(Point placement records)
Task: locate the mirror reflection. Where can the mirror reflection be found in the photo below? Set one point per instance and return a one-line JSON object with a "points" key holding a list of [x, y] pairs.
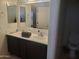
{"points": [[11, 13], [40, 15]]}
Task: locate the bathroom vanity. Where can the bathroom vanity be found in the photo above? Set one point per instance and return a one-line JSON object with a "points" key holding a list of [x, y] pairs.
{"points": [[34, 47]]}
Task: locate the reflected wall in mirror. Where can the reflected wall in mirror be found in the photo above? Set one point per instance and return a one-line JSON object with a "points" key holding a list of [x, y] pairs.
{"points": [[22, 14], [11, 13], [40, 15]]}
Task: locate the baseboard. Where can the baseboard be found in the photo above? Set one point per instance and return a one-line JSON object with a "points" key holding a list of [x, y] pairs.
{"points": [[5, 56]]}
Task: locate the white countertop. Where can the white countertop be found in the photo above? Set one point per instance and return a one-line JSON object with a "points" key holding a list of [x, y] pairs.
{"points": [[34, 37]]}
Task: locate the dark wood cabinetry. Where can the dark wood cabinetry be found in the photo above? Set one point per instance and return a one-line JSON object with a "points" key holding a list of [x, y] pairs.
{"points": [[26, 49]]}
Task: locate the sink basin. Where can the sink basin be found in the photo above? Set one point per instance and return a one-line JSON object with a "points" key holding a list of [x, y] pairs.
{"points": [[26, 34]]}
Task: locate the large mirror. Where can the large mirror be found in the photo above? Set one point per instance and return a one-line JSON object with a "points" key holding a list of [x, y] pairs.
{"points": [[11, 13], [40, 15]]}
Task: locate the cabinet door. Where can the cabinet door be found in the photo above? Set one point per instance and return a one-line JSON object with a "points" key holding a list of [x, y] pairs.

**Task prompt:** Lay out all of the rows above as a JSON list of strings, with one string for each line and any blank lines dropped. Leave the pictures out of the list.

**The solution:**
[
  "Task: locate the mirror reflection. Where can the mirror reflection be found in the photo below? Set one point per instance and return a one-line JSON object with a \"points\" key holding a list of [x, y] pairs.",
  "{\"points\": [[11, 13], [40, 15]]}",
  "Task: locate the bathroom vanity. Where can the bathroom vanity be found in the photo above? Set one point per instance and return a one-line JSON object with a \"points\" key holding a list of [x, y] pairs.",
  "{\"points\": [[34, 47]]}",
  "Task: locate the reflected wall in mirror. Where can the reflected wall in mirror be found in the photo above? Set one point per instance and return a one-line JSON object with a \"points\" key holding a list of [x, y] pairs.",
  "{\"points\": [[22, 14], [11, 13], [40, 15]]}",
  "Task: locate the baseboard. Where can the baseboard be found in the photo above? Set one point per instance and return a one-line JSON object with a \"points\" key holding a list of [x, y] pairs.",
  "{\"points\": [[5, 56]]}",
  "Task: locate the white countertop. Where can the white countertop be found in the photo above? Set one point per instance and return a one-line JSON object with a \"points\" key holding a list of [x, y] pairs.",
  "{\"points\": [[34, 37]]}",
  "Task: locate the dark wood cabinetry. Where can the dark wood cabinetry be found in the photo above? Set one point per instance and return a one-line JSON object with a \"points\" key holding a list of [x, y] pairs.",
  "{\"points\": [[26, 49]]}",
  "Task: locate the sink basin. Where can the sink basin be found in the photo above? Set one point per instance and return a one-line JSON object with a \"points\" key holding a list of [x, y] pairs.",
  "{\"points\": [[26, 34]]}",
  "Task: locate the large mirror. Where can the large mirror be found in the photo above? Set one point per instance and return a one-line JSON object with a \"points\" key holding a list of [x, y] pairs.",
  "{\"points\": [[11, 13], [40, 15]]}",
  "Task: locate the cabinet door. Where can the cabinet door be found in the photo above? Set one point per instance and return a one-line JSON object with a \"points\" key holding a list of [x, y] pairs."
]